● Exercise
What follows is data; output all of it exactly as given.
====== Dataset extract ======
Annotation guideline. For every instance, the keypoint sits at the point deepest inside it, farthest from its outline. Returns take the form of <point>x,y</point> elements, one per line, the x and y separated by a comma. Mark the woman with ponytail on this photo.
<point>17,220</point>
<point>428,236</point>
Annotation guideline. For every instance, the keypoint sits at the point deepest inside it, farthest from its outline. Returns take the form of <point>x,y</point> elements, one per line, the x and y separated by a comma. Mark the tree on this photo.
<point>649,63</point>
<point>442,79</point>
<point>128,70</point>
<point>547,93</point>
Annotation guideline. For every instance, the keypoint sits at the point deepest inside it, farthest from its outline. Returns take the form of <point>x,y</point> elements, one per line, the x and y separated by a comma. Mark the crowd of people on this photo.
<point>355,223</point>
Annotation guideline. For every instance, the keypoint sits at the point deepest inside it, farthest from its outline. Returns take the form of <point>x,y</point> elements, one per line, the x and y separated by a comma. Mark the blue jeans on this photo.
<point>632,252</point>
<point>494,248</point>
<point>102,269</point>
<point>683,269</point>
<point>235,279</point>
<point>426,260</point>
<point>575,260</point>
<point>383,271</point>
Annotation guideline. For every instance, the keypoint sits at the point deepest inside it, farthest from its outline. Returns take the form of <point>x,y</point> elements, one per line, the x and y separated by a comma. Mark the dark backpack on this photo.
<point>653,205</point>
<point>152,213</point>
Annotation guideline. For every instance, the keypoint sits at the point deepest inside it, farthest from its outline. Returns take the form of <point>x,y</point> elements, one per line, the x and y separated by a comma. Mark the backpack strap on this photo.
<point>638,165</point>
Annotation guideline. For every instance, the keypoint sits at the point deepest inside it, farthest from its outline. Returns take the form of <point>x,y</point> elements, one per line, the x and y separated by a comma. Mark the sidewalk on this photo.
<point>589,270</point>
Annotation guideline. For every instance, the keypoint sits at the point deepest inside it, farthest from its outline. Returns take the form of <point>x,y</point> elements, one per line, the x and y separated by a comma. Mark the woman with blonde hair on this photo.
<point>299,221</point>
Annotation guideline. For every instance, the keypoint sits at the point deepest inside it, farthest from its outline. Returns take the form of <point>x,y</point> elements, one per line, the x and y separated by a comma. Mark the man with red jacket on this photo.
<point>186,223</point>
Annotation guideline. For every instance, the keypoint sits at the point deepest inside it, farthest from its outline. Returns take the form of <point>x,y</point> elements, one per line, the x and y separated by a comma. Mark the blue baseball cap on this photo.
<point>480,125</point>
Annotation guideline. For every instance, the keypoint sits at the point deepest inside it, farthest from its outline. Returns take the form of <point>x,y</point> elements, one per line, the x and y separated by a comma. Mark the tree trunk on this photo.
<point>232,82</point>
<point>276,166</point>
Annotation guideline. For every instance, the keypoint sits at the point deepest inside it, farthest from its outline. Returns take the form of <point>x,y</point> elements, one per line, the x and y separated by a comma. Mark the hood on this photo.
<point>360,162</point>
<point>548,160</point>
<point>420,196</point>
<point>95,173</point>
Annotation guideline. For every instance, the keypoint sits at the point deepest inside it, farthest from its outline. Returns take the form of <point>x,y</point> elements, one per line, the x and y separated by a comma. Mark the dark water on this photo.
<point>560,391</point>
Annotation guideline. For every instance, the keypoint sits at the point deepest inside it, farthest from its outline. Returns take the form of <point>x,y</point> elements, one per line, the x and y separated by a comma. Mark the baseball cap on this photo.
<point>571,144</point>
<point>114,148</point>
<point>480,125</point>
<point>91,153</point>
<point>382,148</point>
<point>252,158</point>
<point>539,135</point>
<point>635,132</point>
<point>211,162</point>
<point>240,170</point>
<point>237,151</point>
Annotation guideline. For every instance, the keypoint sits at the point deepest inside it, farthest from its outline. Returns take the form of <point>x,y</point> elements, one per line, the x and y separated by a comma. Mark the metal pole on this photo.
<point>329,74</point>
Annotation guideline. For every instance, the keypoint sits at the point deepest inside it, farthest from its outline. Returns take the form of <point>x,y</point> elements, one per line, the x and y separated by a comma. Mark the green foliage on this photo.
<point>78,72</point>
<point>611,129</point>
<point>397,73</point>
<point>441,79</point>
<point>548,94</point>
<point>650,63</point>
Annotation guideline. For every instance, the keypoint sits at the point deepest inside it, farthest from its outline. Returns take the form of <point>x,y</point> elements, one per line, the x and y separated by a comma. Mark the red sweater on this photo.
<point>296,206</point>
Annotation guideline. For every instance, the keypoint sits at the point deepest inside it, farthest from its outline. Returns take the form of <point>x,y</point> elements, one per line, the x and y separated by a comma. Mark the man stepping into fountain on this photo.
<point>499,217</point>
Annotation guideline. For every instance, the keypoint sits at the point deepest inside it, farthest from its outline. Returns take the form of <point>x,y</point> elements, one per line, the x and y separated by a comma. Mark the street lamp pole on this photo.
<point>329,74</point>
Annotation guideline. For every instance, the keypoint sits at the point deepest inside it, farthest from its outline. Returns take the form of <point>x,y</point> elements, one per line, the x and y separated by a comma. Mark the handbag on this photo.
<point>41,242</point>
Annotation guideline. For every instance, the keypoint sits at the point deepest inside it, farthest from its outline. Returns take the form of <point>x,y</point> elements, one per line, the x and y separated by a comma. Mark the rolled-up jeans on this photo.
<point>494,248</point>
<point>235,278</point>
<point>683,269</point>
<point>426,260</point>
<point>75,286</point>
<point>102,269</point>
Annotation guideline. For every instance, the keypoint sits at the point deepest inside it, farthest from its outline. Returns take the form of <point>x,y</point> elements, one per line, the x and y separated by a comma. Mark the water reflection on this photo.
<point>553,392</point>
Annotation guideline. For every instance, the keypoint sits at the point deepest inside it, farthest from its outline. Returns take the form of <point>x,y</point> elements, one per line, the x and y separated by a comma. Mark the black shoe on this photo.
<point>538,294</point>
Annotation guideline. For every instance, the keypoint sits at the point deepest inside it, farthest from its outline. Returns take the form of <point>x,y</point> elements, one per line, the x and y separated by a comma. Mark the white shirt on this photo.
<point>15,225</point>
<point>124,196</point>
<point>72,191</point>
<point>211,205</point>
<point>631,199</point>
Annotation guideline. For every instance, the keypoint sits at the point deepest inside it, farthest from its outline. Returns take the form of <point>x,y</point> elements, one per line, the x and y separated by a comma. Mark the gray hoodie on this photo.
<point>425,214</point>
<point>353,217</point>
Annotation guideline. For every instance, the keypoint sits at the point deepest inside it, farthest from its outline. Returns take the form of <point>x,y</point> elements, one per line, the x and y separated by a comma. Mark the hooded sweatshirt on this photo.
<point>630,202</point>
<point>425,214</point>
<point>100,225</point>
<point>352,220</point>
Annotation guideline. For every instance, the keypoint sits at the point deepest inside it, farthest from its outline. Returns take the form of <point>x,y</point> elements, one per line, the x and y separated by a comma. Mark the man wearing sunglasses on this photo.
======
● Your response
Annotation guideline. For every instance, the keypoint sits at the point deepest inside it, farthest from its outline. Returns take the form of <point>x,y</point> elements, one per line, the x and y separated by a comma. Mark the woman with ponytail on this photo.
<point>17,220</point>
<point>428,236</point>
Annotation guideline. For every instance, the keypoint sits at the point deepest inside it, farthest from its outline. Returns take the form of <point>x,y</point> elements, one per line, the x and y separated by a comma. Mark the tree on this photo.
<point>649,63</point>
<point>442,79</point>
<point>128,70</point>
<point>547,93</point>
Annotation guideline. For every instance, the keypoint sits at the point deepest inside it, farthest from its outline. Returns take the form of <point>x,y</point> elements, one per line, the x and y separated by a comma. Mark the crowd of people on this photo.
<point>355,223</point>
Annotation guideline. For every instance, the keypoint sits at the point deepest inside it, farthest from its outline. Returns take the form of <point>x,y</point> elements, one per line, the x and y separated by a comma. Mark the blue jeans on this photo.
<point>632,252</point>
<point>494,248</point>
<point>102,269</point>
<point>683,269</point>
<point>235,279</point>
<point>426,260</point>
<point>575,260</point>
<point>383,271</point>
Annotation guideline. For every instance, the keypoint sits at the point deepest inside it, farthest from its outline. Returns take the form of <point>x,y</point> elements, one per line, the x and y separated by a comma. Mark the dark backpack on this photo.
<point>653,205</point>
<point>152,213</point>
Annotation guideline. For every instance, the keypoint sits at the point deepest inside it, farthest from its outline. Returns take the form of <point>x,y</point> elements, one per line, the x and y separated by a comma. Mark the backpack strap on this photo.
<point>638,165</point>
Annotation guideline. For every instance, the keypoint sits at the point deepest inside it, farthest from its outline. Returns take the form of <point>x,y</point> elements, one per line, the x and y separated by a comma. Mark the sidewalk on this photo.
<point>589,270</point>
Annotation guideline. For every instance, the keypoint sits at the point deepest inside it, farthest from its outline. Returns take the form of <point>x,y</point> elements, one per line, the x and y separated by a comma. Mark the woman with blonde hair on this photo.
<point>299,221</point>
Annotation guideline. For every instance, the keypoint sits at the point deepest inside it, farthest from its outline. Returns take the form of <point>x,y</point> elements, one per line, the x and y separated by a comma. Mark the man with red jacket on this photo.
<point>186,223</point>
Annotation guideline. For every instance, the keypoint sits at the point deepest inside it, farthest from its outline. Returns take the form of <point>x,y</point> elements, one per line, the x and y separated by a comma. Mark the blue baseball cap on this photo.
<point>480,125</point>
Annotation guideline. For every instance, the keypoint sits at the point deepest inside it, farthest from its outline. Returns take the form of <point>x,y</point> elements, one per line, the x and y separated by a comma. Mark the tree trunk on this photo.
<point>232,82</point>
<point>276,166</point>
Annotation guideline. For every instance, the keypoint sits at the point deepest inside it, farthest from its outline. Returns take the form of <point>x,y</point> elements, one per line, the x and y separated by a comma. Mark the hood on this photo.
<point>360,162</point>
<point>548,160</point>
<point>420,196</point>
<point>95,173</point>
Annotation guideline. For every instance, the keypoint sits at the point deepest inside it, farthest from its outline. Returns take the form of <point>x,y</point> elements, one per line, the x and y separated by a comma. Mark the dark water on this photo.
<point>560,391</point>
Annotation guideline. For every instance, the keypoint sits at the point deepest inside it, farthest from its outline. Returns take the form of <point>x,y</point> elements, one per line, the x and y separated by a comma. Mark the baseball cap on this photo.
<point>571,144</point>
<point>114,148</point>
<point>480,125</point>
<point>91,153</point>
<point>382,148</point>
<point>252,158</point>
<point>539,135</point>
<point>635,132</point>
<point>211,162</point>
<point>240,170</point>
<point>237,151</point>
Annotation guideline. For every instance, the keypoint sits at the point deepest inside it, farthest from its outline. Returns take the form of <point>x,y</point> elements, one per line, the x and y separated by a comma. Mark the metal pole on this photo.
<point>329,74</point>
Annotation guideline. For every instance, the keypoint sits at the point deepest inside it, farthest from its outline. Returns take the form of <point>x,y</point> elements, one per line, the x and y separated by a comma. Mark the green foliage on this photo.
<point>78,72</point>
<point>611,129</point>
<point>397,73</point>
<point>441,79</point>
<point>548,94</point>
<point>650,63</point>
Annotation guideline. For every instance, the keypoint sits at the point deepest inside it, farthest from its outline. Returns take the form of <point>x,y</point> elements, one per line, the x and y separated by a comma. Mark the red sweater on this photo.
<point>296,206</point>
Annotation guideline. For every instance, the keypoint sits at the point deepest inside it, farthest from its outline. Returns take the form of <point>x,y</point> elements, one per line, the x and y separated by a comma. Mark the man stepping into fountain on this photo.
<point>499,217</point>
Annotation guideline. For every instance, the keypoint sits at the point deepest inside it, farthest from its outline. Returns take the form of <point>x,y</point> elements, one per line, the x and y separated by a comma. Mark the street lamp pole on this photo.
<point>329,74</point>
Annotation guideline. For every instance, the keypoint sits at the point deepest inside it, farthest from its outline. Returns take the form of <point>x,y</point> elements, one per line, the x and y separated by a comma. Mark the handbag on this photo.
<point>41,242</point>
Annotation guideline. For every instance, the keypoint sits at the point deepest inside it, farthest from its outline. Returns take the form of <point>x,y</point> elements, one per line, the x and y separated by a comma. Mark the rolled-up jeans on this photo.
<point>494,248</point>
<point>235,278</point>
<point>683,269</point>
<point>426,260</point>
<point>75,286</point>
<point>102,269</point>
Annotation guideline. For every instance, the keypoint sits at the point deepest inside it, farthest from its outline. Returns take the form of <point>x,y</point> elements, one per line, the x and y separated by a comma. Mark the water reflection on this photo.
<point>553,392</point>
Annotation guideline. For every instance, the keypoint sits at the point deepest inside it, farthest from its outline. Returns take the form of <point>x,y</point> elements, one per line, the x and y separated by a comma. Mark the black shoe on this photo.
<point>538,294</point>
Annotation guideline. For every instance, the keypoint sits at the point deepest inside it, farthest from its outline. Returns take the form of <point>x,y</point> elements, one per line, the x and y separated by a comma. Mark the white shirt on this photo.
<point>15,225</point>
<point>124,196</point>
<point>72,191</point>
<point>211,205</point>
<point>631,199</point>
Annotation guideline. For every instance, the keypoint sits at the point deepest inside it, farthest from its outline. Returns take the form of <point>x,y</point> elements, one per line, the x and y separated by a comma. Mark the gray hoodie on this photo.
<point>425,214</point>
<point>353,217</point>
Annotation guideline. For every instance, the keypoint sits at the point deepest inside it, farthest from its outline. Returns take the form of <point>x,y</point> elements, one per line, the x and y separated by a comma. Mark the hooded sweatshirt on this photo.
<point>630,202</point>
<point>425,214</point>
<point>100,225</point>
<point>352,220</point>
Annotation guideline. For every instance, the keypoint sits at the point deepest inside it, farthest from its outline. Returns take the form of <point>x,y</point> elements, one per line, the x and y separated by a comma. Mark the man wearing sunglasses on this photo.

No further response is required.